▸ Do this: Turn every line of the material below into a JSON list of strings, with each line as its own string and blank lines left out.

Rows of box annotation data
☆ ☆ ☆ ☆ ☆ ☆ ☆

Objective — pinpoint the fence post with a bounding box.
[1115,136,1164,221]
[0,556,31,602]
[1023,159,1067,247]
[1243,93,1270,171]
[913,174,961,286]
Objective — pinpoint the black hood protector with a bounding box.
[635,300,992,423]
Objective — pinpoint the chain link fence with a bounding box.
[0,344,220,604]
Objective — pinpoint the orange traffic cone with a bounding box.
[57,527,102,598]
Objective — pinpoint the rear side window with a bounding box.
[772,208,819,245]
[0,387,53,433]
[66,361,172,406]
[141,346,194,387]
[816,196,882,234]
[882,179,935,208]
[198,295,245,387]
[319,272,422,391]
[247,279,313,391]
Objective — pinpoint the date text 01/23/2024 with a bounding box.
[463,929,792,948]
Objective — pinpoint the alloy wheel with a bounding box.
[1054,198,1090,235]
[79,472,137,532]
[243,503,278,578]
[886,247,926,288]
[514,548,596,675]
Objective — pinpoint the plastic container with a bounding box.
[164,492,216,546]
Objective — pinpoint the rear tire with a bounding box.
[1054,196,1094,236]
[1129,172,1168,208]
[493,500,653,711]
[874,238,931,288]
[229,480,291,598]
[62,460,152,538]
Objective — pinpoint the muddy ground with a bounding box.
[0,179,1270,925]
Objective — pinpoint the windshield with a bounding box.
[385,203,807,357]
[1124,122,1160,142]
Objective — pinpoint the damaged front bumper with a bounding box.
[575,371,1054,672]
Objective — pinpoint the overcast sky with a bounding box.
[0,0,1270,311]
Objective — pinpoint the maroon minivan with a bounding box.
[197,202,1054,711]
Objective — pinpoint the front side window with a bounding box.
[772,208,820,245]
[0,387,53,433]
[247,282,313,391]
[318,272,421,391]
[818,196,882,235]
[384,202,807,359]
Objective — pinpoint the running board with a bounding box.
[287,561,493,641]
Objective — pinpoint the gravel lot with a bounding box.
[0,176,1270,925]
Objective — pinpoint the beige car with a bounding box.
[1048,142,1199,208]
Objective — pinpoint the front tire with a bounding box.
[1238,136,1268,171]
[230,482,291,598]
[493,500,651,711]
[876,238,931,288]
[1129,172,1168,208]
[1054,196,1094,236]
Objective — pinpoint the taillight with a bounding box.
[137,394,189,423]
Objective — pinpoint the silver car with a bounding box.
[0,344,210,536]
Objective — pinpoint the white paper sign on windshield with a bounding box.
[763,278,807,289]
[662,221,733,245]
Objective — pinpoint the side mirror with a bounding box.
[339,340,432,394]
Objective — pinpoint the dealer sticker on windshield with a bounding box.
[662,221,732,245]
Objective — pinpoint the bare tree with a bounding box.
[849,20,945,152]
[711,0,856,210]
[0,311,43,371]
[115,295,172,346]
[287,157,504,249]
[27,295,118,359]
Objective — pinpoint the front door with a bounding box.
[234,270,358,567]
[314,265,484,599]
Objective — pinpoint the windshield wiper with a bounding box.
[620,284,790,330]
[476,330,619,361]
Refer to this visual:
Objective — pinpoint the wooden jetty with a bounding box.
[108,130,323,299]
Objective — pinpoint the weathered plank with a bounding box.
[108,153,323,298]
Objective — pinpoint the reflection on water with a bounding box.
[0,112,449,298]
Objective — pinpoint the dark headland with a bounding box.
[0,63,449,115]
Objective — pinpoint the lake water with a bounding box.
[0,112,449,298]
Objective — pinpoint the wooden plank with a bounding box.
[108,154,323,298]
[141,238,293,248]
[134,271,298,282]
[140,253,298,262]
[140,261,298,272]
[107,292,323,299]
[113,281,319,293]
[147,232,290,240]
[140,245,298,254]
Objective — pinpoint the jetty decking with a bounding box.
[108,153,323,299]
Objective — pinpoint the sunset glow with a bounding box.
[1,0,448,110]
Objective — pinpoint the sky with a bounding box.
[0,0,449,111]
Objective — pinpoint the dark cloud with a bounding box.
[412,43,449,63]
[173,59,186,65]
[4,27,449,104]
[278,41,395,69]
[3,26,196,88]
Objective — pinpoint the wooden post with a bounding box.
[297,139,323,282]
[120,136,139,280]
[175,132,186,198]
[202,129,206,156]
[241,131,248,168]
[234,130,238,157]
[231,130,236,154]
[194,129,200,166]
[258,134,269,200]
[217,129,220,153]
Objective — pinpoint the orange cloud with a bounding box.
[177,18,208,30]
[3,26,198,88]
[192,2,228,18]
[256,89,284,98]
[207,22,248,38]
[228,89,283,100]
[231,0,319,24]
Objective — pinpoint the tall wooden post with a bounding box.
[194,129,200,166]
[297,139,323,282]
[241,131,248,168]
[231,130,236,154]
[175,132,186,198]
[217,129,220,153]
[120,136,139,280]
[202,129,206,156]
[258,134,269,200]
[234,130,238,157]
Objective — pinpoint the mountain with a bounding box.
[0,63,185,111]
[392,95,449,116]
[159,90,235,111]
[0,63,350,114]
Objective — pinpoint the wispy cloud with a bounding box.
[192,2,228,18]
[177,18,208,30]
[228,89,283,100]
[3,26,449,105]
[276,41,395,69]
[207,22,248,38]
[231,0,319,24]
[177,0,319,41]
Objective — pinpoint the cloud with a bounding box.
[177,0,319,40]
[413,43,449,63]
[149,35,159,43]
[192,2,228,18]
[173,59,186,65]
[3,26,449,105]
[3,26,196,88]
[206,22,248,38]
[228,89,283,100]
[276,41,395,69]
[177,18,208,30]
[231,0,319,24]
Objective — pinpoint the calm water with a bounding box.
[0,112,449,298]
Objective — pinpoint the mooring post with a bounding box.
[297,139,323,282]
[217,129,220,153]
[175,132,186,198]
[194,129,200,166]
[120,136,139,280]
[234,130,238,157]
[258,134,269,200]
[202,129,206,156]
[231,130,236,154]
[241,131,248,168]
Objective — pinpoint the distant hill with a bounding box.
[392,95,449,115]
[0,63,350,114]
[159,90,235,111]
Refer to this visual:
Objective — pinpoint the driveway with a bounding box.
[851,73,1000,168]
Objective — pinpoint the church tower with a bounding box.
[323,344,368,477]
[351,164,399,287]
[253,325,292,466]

☆ ☆ ☆ ☆ ☆ ☆ ☆

▸ Solution to the exercise:
[
  "Objective — pinpoint the fence post with a bounding box.",
  "[1115,136,1164,221]",
  "[0,556,31,602]",
  "[1023,159,1067,247]",
  "[1243,93,1270,171]",
  "[913,174,961,286]",
  "Objective — pinpoint the black hood protector with a bounding box.",
  "[635,300,992,423]",
  "Objective — pinpoint the chain link fence with a bounding box.",
  "[0,344,220,604]",
  "Objective — pinpoint the orange traffic cone with a bounding box.",
  "[57,527,102,598]",
  "Objective — pinpoint the rear side window with a bounding box.",
  "[772,208,819,245]",
  "[0,387,53,433]",
  "[66,361,172,406]",
  "[141,346,194,387]",
  "[816,196,882,234]",
  "[882,179,935,208]",
  "[198,295,245,387]",
  "[319,272,422,391]",
  "[247,279,313,391]",
  "Objective — pinpoint the date text 01/23/2024 with a bounding box.",
  "[463,929,792,948]",
  "Objective — pinpoint the alloy wheel with a bounding box.",
  "[1054,198,1090,235]",
  "[79,472,137,532]",
  "[243,503,278,578]",
  "[886,247,926,288]",
  "[514,548,596,675]",
  "Objective — pinpoint the plastic container with a bounding box.",
  "[164,492,216,546]",
  "Objective — pinpoint the rear tire with a bounding box.",
  "[1054,196,1094,236]",
  "[1129,172,1168,208]",
  "[493,500,653,711]",
  "[874,238,931,288]",
  "[229,480,291,598]",
  "[62,460,152,538]",
  "Objective — pinpoint the muddy ground with a bounding box.",
  "[0,179,1270,925]",
  "Objective — pinpoint the windshield with a bounding box.",
  "[385,203,807,357]",
  "[1124,122,1160,142]",
  "Objective — pinpoint the damaged front bumper with a bounding box.",
  "[575,371,1054,672]",
  "Objective — pinpoint the overcast sky with a bounding box.",
  "[0,0,1270,311]",
  "Objective — pinpoint the maroon minivan with a bounding box.",
  "[197,202,1054,711]",
  "Objective — pinpoint the front side window with a bounding box.",
  "[772,208,820,245]",
  "[0,387,53,433]",
  "[247,282,313,391]",
  "[318,272,421,391]",
  "[818,196,882,235]",
  "[384,202,807,359]",
  "Objective — pinpoint the running board with a bounding box.",
  "[287,561,493,641]",
  "Objective — pinpoint the gravel lot with a bounding box.",
  "[0,176,1270,925]",
  "Objective — pinpoint the beige car with a bounding box.",
  "[1048,142,1199,208]",
  "Objective — pinpoint the front tire with a bounding box.",
  "[1238,136,1268,171]",
  "[230,482,291,598]",
  "[493,500,651,711]",
  "[876,238,931,288]",
  "[1129,172,1168,208]",
  "[1054,196,1094,236]",
  "Objective — pinpoint the taillight with a bounding box.",
  "[137,394,189,423]",
  "Objective — pinpoint the silver car with a bounding box.",
  "[0,344,210,536]",
  "Objective — pinpoint the white paper sign on windshield with a bounding box.",
  "[763,278,807,289]",
  "[662,221,733,245]",
  "Objective — pinpoint the side mirror with a bounding box.",
  "[339,340,432,394]",
  "Objective — pinpoint the dealer sticker on windshield with a bounding box.",
  "[662,221,732,245]",
  "Objective — pinpoint the bare tree with a bounding box.",
  "[849,20,945,152]",
  "[711,0,856,210]",
  "[0,311,43,371]",
  "[115,295,172,346]",
  "[287,157,504,249]",
  "[27,295,118,359]",
  "Objective — pinpoint the front door with a bounding box.",
  "[234,270,358,567]",
  "[314,265,484,599]",
  "Objective — pinpoint the windshield wiper with a bounding box.",
  "[620,284,790,330]",
  "[476,330,619,361]",
  "Refer to this visual:",
  "Objective — pinpoint the wooden jetty with a bounding box.",
  "[108,130,323,299]",
  "Objective — pinpoint the weathered plank with a bounding box.",
  "[108,153,323,298]",
  "Objective — pinpoint the reflection on water with a bounding box.",
  "[0,112,449,298]",
  "Objective — pinpoint the dark headland with a bounding box.",
  "[0,63,449,115]",
  "Objective — pinpoint the lake water with a bounding box.",
  "[0,112,449,298]",
  "Objective — pinpoint the wooden plank with a bounding box.",
  "[108,154,323,298]",
  "[141,238,293,248]",
  "[134,271,298,282]",
  "[140,253,298,262]",
  "[140,261,298,272]",
  "[107,292,323,299]",
  "[113,281,319,293]",
  "[147,232,290,240]",
  "[140,245,298,254]",
  "Objective — pinpoint the jetty decking with a bounding box.",
  "[108,153,323,299]",
  "Objective — pinpoint the sunset glow with a bounding box.",
  "[1,0,448,110]",
  "Objective — pinpoint the sky with a bounding box.",
  "[0,0,449,111]",
  "Objective — pinpoint the dark cloud with a bounding box.",
  "[412,43,449,63]",
  "[173,59,186,65]",
  "[4,27,449,104]",
  "[278,41,395,69]",
  "[3,26,196,88]",
  "Objective — pinpoint the wooden post with a bounding box.",
  "[297,139,323,282]",
  "[120,136,139,280]",
  "[175,132,186,198]",
  "[202,129,206,156]",
  "[241,131,248,168]",
  "[234,130,238,157]",
  "[231,130,236,154]",
  "[194,129,200,166]",
  "[258,134,269,200]",
  "[217,129,220,153]",
  "Objective — pinpoint the orange cloud with a bounding box.",
  "[177,18,208,30]",
  "[3,26,198,88]",
  "[192,2,228,18]",
  "[256,89,284,98]",
  "[207,22,248,38]",
  "[228,89,283,100]",
  "[231,0,319,24]",
  "Objective — pinpoint the tall wooden post with a bounding box.",
  "[194,129,200,166]",
  "[297,139,323,282]",
  "[241,131,248,168]",
  "[231,130,236,154]",
  "[175,132,186,198]",
  "[217,129,220,153]",
  "[120,136,139,280]",
  "[202,129,206,156]",
  "[258,134,269,200]",
  "[234,130,238,157]",
  "Objective — pinpoint the mountain with a bounding box.",
  "[0,63,185,111]",
  "[392,95,449,116]",
  "[159,90,235,111]",
  "[0,63,350,114]",
  "Objective — pinpoint the wispy cloud with a bounding box.",
  "[192,2,228,18]",
  "[177,18,208,30]",
  "[228,89,283,100]",
  "[3,26,449,105]",
  "[276,41,395,69]",
  "[207,22,248,38]",
  "[231,0,319,24]",
  "[177,0,319,41]",
  "Objective — pinpoint the cloud with a bounding box.",
  "[177,0,319,40]",
  "[413,43,449,63]",
  "[149,35,159,43]",
  "[192,2,228,18]",
  "[173,59,186,65]",
  "[3,26,449,105]",
  "[3,26,196,88]",
  "[206,22,248,38]",
  "[228,89,283,100]",
  "[276,41,395,69]",
  "[177,18,208,30]",
  "[231,0,319,24]",
  "Objective — pinpoint the calm water with a bounding box.",
  "[0,112,449,298]",
  "Objective — pinpoint the mooring post with a bounding box.",
  "[297,139,323,282]",
  "[217,129,220,153]",
  "[175,132,186,198]",
  "[194,129,200,166]",
  "[120,136,139,280]",
  "[234,130,238,157]",
  "[258,134,269,200]",
  "[202,129,206,156]",
  "[231,130,236,154]",
  "[241,131,248,168]",
  "Objective — pinpoint the distant hill with a bounding box.",
  "[392,95,449,115]",
  "[0,63,350,114]",
  "[159,90,235,111]",
  "Refer to this visual:",
  "Objective — pinpoint the driveway with a bounding box.",
  "[851,73,1000,168]",
  "Objective — pinpoint the church tower with a bounding box.",
  "[323,344,368,477]",
  "[351,164,399,287]",
  "[253,325,292,466]"
]